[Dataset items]
★ ★ ★ ★ ★

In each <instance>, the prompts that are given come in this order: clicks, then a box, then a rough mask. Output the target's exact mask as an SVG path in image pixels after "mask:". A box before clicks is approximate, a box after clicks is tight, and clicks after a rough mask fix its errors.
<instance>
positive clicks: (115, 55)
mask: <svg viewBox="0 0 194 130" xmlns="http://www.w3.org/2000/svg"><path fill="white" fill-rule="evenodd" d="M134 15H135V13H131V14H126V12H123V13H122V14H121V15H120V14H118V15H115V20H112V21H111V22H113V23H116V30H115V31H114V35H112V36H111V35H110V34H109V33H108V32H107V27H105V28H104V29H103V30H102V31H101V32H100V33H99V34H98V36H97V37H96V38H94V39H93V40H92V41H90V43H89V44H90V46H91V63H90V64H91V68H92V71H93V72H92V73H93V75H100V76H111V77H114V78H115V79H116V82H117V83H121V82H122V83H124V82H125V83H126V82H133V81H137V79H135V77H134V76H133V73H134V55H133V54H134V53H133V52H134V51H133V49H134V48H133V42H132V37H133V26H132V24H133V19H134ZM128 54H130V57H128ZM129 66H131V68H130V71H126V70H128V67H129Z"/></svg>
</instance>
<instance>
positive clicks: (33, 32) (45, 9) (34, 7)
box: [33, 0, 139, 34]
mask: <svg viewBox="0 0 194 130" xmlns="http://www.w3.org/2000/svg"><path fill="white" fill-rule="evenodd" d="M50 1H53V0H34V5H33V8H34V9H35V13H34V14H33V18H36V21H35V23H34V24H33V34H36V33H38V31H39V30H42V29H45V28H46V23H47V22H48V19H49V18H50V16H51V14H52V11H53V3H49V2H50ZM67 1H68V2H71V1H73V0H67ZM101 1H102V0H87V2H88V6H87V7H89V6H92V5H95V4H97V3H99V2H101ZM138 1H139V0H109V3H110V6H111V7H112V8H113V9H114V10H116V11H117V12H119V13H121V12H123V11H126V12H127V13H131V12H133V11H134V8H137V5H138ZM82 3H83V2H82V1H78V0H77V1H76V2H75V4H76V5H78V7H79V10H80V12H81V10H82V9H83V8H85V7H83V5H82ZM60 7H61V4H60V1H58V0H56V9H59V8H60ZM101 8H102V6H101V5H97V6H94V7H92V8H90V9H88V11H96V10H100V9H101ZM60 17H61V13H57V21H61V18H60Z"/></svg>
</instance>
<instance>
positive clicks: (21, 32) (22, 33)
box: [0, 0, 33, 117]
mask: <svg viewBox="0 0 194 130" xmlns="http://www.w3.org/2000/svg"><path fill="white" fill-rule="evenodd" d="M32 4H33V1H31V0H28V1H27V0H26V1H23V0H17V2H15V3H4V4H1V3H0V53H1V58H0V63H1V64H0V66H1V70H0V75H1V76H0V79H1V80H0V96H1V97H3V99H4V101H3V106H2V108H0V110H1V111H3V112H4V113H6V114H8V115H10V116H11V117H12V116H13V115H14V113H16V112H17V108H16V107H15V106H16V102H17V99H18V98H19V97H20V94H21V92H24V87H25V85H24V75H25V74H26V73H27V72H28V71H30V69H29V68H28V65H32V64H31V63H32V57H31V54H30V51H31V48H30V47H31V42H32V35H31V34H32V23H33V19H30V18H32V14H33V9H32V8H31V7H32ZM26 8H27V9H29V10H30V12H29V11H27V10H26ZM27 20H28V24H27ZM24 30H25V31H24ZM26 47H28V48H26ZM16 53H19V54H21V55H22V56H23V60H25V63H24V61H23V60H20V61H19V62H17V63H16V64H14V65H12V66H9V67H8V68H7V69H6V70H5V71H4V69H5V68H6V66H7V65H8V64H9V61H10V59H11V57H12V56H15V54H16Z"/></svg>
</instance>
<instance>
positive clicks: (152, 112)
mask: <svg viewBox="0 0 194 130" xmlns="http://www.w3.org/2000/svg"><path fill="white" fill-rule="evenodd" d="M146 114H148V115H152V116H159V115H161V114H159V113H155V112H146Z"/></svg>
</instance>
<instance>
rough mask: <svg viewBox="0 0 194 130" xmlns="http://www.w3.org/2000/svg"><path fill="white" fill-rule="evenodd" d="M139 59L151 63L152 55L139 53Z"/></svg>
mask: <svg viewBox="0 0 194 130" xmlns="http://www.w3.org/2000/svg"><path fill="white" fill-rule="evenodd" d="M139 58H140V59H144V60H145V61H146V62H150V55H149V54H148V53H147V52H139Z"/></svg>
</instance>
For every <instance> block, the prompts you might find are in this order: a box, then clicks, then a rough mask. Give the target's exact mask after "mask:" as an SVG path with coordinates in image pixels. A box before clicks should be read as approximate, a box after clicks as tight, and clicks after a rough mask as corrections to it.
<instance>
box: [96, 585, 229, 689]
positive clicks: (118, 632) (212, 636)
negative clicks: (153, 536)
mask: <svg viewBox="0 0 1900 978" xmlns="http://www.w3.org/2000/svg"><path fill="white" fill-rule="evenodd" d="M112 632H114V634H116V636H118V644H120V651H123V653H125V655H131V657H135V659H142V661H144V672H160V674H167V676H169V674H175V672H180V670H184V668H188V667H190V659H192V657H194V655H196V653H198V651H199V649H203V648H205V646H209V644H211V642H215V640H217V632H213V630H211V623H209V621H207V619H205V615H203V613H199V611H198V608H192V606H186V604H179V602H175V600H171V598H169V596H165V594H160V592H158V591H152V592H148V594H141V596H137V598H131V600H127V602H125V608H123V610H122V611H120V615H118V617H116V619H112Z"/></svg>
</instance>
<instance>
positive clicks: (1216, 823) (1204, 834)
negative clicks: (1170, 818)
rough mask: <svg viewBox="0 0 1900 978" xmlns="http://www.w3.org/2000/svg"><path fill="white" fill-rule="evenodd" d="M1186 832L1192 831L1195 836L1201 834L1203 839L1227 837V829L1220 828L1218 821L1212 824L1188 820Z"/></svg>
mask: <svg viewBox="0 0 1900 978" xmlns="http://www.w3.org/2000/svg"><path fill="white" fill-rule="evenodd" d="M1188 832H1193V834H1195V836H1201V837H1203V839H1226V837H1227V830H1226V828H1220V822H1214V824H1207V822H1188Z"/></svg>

★ ★ ★ ★ ★

◆ WORK ORDER
Swap "approximate" for "loose" in the records, from the first line up to and including the line with "positive clicks: (115, 55)", and give back only those lines with everything else unchanged.

◆ WRITTEN RESPONSE
In each <instance>, the prompts that are given come in this order: clicks, then a box, then a rough mask. Output the target's exact mask as an SVG path in image pixels after "mask:". A box before clicks is loose, a box after clicks is tight, and clicks after a rough mask fix its errors.
<instance>
positive clicks: (115, 55)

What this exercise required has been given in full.